■ Texto selecionado
--------------------------------

Falta ainda muito para recuperar direitos destruídos no período da troika e não há sociedade que recupere dignidade e democracia se tudo isso ficar à porta das empresas.

Intervenção de Catarina Martins no encerramento da Conferência dos 200 anos de Karl Marx, realizada em Lisboa a 24 e 25 de março.

Começo com uma notícia deste momento: aumenta a lista de presos políticos na Catalunha. Ordens de Rajoy com a cumplicidade da União Europeia. Um dos muitos caminhos que vai mostrando por estes dias como o neoliberalismo dispensa a democracia. Foi convocada uma concentração solidária para a amanhã às 19h frente ao consulado espanhol em Lisboa: “Liberdade para os presos políticos”. Lá encontramos.

Camaradas,

Ao longo de dois dias conversámos sobre Marx e o seu legado, discutimos o marxismo como instrumento que interpela o que vivemos e interpelámos o legado de então pela experiência de hoje.

--------------------------------

■ Lista de tarefas
**a)** Resuma o texto selecionado em duas frases.
**b)** Reproduza, por favor, o trecho do texto selecionado de "Intervenção de Catarina" até "experiência de hoje.", renomeando "Camaradas" para "Companheiros".

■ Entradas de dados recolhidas
--------------------------------

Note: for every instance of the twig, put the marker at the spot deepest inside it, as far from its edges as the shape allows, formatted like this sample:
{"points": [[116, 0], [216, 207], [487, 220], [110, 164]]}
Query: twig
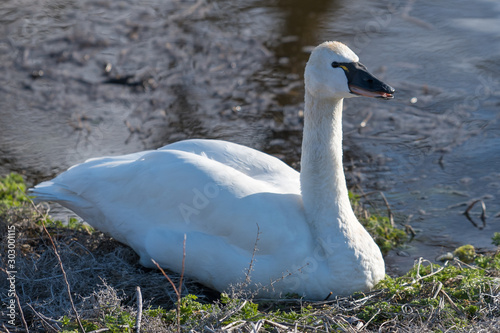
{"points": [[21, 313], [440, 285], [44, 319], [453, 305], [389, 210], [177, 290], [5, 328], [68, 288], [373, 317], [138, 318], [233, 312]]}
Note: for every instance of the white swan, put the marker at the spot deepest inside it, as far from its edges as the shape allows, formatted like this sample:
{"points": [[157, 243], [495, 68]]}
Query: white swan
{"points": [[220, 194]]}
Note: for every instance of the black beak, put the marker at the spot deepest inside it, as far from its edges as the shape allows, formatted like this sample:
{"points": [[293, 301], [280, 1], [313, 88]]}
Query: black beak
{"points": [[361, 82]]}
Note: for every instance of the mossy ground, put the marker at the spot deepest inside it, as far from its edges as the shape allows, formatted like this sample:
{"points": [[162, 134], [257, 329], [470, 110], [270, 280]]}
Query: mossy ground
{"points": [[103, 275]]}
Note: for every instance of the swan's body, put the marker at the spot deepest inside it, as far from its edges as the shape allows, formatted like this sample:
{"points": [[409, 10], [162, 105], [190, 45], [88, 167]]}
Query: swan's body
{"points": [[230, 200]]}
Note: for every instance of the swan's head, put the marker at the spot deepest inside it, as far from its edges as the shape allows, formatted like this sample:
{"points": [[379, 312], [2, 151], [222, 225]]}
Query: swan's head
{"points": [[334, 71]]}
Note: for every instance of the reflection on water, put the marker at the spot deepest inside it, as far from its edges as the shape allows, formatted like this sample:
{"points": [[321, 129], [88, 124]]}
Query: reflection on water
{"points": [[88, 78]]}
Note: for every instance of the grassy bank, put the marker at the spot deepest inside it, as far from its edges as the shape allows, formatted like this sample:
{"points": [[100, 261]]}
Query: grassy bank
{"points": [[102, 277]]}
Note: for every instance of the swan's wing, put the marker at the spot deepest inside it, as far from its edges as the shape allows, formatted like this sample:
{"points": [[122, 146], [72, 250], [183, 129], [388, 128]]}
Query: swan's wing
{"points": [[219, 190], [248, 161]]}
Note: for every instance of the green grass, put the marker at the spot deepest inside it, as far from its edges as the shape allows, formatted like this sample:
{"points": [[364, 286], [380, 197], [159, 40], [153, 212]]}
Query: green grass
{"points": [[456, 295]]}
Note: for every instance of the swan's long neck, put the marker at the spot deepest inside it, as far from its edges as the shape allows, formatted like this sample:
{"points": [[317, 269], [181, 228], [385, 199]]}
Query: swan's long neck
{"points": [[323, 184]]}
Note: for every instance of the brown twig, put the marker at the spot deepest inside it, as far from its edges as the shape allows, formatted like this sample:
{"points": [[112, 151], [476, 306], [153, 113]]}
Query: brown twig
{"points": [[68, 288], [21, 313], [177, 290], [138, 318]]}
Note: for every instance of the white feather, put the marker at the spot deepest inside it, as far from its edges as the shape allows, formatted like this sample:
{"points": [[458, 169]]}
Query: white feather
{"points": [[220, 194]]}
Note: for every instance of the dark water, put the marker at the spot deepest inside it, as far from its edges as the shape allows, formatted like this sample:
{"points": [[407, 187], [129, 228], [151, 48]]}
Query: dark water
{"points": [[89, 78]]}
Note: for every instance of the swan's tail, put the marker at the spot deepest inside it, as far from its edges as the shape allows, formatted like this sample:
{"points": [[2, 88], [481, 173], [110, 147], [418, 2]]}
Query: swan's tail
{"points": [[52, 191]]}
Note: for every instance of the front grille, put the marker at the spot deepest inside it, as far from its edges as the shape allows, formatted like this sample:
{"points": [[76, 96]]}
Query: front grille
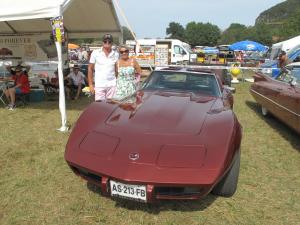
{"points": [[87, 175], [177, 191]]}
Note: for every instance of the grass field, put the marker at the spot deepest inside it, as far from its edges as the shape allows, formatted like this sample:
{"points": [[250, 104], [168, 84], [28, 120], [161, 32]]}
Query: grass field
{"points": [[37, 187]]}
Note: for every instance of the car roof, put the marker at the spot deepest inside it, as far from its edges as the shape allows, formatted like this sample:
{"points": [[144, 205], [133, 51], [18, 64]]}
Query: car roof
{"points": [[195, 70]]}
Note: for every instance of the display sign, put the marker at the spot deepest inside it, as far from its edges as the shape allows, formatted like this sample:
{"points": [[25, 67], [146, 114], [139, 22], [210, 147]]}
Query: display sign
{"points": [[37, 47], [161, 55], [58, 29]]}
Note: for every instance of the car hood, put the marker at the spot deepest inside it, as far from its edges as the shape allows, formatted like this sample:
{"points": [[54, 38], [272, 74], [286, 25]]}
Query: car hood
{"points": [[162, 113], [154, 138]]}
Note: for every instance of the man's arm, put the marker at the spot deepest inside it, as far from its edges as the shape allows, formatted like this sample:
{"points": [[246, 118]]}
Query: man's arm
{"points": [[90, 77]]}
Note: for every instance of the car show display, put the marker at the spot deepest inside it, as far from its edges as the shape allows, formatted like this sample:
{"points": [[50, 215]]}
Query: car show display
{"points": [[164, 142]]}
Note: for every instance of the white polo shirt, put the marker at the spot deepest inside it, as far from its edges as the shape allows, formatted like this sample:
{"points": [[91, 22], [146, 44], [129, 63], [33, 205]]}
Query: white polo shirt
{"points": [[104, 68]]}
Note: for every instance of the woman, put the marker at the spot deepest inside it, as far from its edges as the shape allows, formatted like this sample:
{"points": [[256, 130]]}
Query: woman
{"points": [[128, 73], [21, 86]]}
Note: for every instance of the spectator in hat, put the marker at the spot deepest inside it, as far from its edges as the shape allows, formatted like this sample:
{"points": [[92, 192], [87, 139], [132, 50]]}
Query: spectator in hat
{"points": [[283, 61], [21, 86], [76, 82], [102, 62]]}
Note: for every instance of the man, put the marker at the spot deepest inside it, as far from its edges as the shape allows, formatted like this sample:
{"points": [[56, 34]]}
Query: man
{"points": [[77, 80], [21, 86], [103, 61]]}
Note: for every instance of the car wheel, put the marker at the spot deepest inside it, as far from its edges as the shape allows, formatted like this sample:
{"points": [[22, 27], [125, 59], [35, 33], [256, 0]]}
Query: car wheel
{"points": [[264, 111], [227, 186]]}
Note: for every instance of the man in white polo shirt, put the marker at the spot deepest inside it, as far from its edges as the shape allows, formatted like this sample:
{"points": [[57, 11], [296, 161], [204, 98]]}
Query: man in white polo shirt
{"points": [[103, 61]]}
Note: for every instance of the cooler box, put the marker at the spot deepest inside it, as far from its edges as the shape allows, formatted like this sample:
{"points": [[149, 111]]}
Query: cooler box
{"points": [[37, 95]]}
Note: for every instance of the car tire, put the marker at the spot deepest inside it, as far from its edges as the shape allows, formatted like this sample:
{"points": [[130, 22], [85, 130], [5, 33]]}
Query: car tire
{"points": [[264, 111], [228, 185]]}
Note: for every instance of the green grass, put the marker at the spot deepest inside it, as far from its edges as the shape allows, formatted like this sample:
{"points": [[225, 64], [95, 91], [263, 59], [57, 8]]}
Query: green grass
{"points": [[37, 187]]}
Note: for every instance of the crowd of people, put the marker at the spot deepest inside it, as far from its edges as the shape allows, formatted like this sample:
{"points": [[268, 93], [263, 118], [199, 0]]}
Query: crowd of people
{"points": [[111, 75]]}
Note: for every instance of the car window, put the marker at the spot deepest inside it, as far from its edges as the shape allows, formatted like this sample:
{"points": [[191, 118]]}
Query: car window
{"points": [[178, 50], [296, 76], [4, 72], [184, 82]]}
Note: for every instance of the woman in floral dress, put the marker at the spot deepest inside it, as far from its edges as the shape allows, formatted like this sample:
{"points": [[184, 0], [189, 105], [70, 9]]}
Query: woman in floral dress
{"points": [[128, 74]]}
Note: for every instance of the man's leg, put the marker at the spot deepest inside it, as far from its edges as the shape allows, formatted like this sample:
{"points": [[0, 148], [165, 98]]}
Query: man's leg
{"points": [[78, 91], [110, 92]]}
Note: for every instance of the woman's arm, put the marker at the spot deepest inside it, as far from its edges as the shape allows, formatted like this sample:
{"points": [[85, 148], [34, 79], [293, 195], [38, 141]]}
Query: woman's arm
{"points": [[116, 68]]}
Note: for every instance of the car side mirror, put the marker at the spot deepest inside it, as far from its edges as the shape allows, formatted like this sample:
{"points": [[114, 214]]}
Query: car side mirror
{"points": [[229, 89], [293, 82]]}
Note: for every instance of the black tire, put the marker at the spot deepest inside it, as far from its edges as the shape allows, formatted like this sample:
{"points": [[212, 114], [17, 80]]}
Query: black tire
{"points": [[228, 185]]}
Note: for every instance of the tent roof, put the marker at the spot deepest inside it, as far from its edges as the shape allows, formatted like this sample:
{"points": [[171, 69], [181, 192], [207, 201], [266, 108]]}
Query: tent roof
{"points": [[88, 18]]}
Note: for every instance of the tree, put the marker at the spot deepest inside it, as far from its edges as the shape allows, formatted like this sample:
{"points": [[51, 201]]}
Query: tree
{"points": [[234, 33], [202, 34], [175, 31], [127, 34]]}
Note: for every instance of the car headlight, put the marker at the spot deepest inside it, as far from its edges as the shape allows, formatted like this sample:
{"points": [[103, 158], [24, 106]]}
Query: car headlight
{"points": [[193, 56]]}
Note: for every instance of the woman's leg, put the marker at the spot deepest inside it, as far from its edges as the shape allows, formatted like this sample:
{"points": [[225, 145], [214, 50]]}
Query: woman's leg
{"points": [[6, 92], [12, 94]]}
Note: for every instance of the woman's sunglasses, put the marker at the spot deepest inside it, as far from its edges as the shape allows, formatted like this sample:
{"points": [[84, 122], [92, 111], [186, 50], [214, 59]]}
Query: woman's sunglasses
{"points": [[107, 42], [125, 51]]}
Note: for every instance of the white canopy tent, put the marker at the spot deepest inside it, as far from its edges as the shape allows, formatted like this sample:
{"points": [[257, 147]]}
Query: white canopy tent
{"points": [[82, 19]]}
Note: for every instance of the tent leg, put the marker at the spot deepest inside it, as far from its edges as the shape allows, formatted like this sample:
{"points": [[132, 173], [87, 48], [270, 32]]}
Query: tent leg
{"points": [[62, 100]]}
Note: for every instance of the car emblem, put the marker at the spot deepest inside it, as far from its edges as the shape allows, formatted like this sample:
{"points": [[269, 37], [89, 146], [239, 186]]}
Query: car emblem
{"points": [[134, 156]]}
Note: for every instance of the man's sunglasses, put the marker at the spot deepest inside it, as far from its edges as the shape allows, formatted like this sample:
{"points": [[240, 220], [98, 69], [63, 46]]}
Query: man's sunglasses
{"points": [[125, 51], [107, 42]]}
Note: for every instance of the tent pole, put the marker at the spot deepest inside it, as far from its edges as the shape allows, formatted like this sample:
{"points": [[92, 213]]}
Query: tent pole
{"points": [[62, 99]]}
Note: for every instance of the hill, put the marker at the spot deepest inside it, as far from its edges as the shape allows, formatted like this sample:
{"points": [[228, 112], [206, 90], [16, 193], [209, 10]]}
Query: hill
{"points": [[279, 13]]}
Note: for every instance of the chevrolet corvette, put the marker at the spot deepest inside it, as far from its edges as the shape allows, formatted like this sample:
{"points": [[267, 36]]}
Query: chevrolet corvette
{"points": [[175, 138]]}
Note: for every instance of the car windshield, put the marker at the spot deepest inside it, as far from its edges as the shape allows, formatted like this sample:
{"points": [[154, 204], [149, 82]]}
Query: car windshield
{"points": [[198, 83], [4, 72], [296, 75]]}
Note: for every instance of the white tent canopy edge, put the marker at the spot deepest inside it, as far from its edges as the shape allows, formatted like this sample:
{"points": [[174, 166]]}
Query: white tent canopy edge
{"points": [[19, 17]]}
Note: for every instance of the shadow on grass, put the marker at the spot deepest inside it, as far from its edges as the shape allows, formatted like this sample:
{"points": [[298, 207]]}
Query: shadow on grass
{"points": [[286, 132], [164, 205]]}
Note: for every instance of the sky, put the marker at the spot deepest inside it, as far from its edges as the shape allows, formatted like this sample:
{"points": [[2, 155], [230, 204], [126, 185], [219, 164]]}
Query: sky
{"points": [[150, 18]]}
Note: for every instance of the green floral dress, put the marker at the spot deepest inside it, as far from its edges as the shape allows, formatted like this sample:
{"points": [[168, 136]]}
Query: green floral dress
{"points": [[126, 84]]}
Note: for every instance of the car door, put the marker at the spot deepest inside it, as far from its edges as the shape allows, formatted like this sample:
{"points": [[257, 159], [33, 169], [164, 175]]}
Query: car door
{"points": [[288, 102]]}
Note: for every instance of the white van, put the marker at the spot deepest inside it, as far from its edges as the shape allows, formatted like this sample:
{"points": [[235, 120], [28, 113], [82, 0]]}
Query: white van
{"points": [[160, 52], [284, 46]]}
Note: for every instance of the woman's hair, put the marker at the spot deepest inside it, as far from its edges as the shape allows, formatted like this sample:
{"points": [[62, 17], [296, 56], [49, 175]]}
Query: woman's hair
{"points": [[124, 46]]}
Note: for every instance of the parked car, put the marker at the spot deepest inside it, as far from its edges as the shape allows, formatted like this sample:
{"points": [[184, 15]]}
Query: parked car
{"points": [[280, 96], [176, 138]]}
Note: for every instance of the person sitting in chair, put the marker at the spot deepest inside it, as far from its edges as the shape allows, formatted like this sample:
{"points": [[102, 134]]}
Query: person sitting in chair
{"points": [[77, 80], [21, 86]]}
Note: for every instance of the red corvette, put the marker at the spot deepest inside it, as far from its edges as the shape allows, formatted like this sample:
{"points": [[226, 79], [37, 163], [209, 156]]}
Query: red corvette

--------------------------------

■ Respostas
**a)** Na intervenção de encerramento da Conferência dos 200 anos de Karl Marx, realizada em Lisboa a 24 e 25 de março, Catarina Martins começa por denunciar o aumento da lista de presos políticos na Catalunha e anuncia uma concentração solidária frente ao consulado espanhol em Lisboa. Afirma ainda que falta muito para recuperar os direitos destruídos no período da troika e que nenhuma sociedade recupera dignidade e democracia se tudo isso ficar à porta das empresas.

**b)**
Intervenção de Catarina Martins no encerramento da Conferência dos 200 anos de Karl Marx, realizada em Lisboa a 24 e 25 de março.

Começo com uma notícia deste momento: aumenta a lista de presos políticos na Catalunha. Ordens de Rajoy com a cumplicidade da União Europeia. Um dos muitos caminhos que vai mostrando por estes dias como o neoliberalismo dispensa a democracia. Foi convocada uma concentração solidária para a amanhã às 19h frente ao consulado espanhol em Lisboa: “Liberdade para os presos políticos”. Lá encontramos.

Companheiros,

Ao longo de dois dias conversámos sobre Marx e o seu legado, discutimos o marxismo como instrumento que interpela o que vivemos e interpelámos o legado de então pela experiência de hoje.